> [Required actions]
**1.** Can you copy the passage of the drought-forecasting introduction that starts with "The new techniques" and goes on through "et al. 2015).", word for word?
**2.** Does the drought-forecasting introduction support each statement: (a) the SPI was developed by McKee et al. in 1993, (b) positive SPI values indicate severe drought, (c) ANFIS needs frequent data to simulate nonlinear processes? Answer yes or no for each and quote the words of the text that decide it.

> [Selected excerpt]
┏━━

Introduction

Drought is an environmental disaster that occurs around the world, and it happens when precipitation is less than a specified amount for a period of time. It has widely negative impact on economy, agriculture, water resources, tourism, and ecosystems (Dai 2013; Maca and Pech 2015; Wambua et al. 2016). Some arid or semi-arid regions in Iran are among the most vulnerable to the impacts of weather variation and drought. On this matter, it is necessary to find out the most effective solution for exact drought prediction to reduce its harmful effects on the nature and environment. The aim of this research indicates that artificial intelligence techniques have been widely used for drought prediction. The standard precipitation index (SPI) is used extensively to forecast drought within certain time scales of precipitation, and this index is developed by (McKee et al. 1993). The SPI demonstrates the severity and probability of drought phenomenon, that the more negative values of SPI indicate to severe drought, while positive values illustrate wet condition (Lloyd-Hughes and Saunders 2002; Barker et al. 2016). Other indices like Palmer Drought Severity Index (PDSI) and Standardized Precipitation Evapotranspiration Index (SPEI) have been extended to observe, forecast, and evaluate the severity of drought (Palmer 1965; McKee et al. 1993; Paulo et al. 2012; Moreira et al. 2016).

The new techniques of artificial intelligence such as ANN, ANFIS, and SVM have been recently accepted as impressive alternative tools for drought forecasting (Shirmohammadi et al. 2013).

A functional method of drought forecasting is presented by artificial neural networks (ANNs). This model is a nonlinear algorithm and is used for solving the system modeling problems (Rezaeianzadeh et al. 2016; Sepahi et al. 2016). ANFIS is a type of artificial intelligence model that is classified as a system theoretical model and is able to create an acceptable simulation of complicated and nonlinear processes even when the data are infrequent (Kadhim 2011; Akbari and Vafakhah 2016). Also, SVM is a new machine learning method often claimed as a best model dealing with intricate classification problems (Ghosh et al. 2014; Suess et al. 2015).

┗━━

> [Dataset content]
┏━━

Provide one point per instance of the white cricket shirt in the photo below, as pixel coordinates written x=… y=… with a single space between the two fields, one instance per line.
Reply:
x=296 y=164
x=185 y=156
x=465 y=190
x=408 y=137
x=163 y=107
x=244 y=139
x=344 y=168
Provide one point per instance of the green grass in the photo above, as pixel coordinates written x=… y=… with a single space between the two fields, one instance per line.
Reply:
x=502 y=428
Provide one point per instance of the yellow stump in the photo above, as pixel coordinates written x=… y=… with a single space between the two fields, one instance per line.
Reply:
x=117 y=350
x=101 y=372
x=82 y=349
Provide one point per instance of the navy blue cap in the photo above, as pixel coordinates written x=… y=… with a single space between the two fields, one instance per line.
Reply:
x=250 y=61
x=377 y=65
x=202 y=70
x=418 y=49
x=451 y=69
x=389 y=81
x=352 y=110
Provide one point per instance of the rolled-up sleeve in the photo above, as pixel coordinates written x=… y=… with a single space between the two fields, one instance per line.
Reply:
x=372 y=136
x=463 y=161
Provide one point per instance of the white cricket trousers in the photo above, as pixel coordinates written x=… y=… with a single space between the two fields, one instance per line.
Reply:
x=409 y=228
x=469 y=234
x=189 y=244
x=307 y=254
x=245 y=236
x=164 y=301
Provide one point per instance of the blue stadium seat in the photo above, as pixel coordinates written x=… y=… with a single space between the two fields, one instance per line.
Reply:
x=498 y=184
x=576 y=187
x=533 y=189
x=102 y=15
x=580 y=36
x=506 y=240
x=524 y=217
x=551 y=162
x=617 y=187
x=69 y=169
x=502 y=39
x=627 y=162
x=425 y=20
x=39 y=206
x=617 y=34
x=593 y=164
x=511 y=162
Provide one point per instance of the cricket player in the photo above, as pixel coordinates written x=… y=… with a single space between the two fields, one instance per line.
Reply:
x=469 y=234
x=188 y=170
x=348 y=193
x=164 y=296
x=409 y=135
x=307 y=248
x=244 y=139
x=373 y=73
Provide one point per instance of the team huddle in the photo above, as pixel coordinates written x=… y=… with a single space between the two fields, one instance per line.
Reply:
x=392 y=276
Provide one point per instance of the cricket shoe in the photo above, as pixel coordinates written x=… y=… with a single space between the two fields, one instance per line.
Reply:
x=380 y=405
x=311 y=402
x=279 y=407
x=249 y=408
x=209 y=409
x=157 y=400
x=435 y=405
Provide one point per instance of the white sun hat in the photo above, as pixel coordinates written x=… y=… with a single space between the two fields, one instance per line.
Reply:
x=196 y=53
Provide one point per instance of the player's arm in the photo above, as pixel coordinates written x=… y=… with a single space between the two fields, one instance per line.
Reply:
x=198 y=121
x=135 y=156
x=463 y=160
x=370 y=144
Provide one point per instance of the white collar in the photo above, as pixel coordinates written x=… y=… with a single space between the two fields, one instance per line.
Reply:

┗━━

> [Responses to the exercise]
**1.**
The new techniques of artificial intelligence such as ANN, ANFIS, and SVM have been recently accepted as impressive alternative tools for drought forecasting (Shirmohammadi et al. 2013).

A functional method of drought forecasting is presented by artificial neural networks (ANNs). This model is a nonlinear algorithm and is used for solving the system modeling problems (Rezaeianzadeh et al. 2016; Sepahi et al. 2016). ANFIS is a type of artificial intelligence model that is classified as a system theoretical model and is able to create an acceptable simulation of complicated and nonlinear processes even when the data are infrequent (Kadhim 2011; Akbari and Vafakhah 2016). Also, SVM is a new machine learning method often claimed as a best model dealing with intricate classification problems (Ghosh et al. 2014; Suess et al. 2015).

**2.**
(a) Yes: "this index is developed by (McKee et al. 1993)".
(b) No: "positive values illustrate wet condition".
(c) No: "is able to create an acceptable simulation of complicated and nonlinear processes even when the data are infrequent".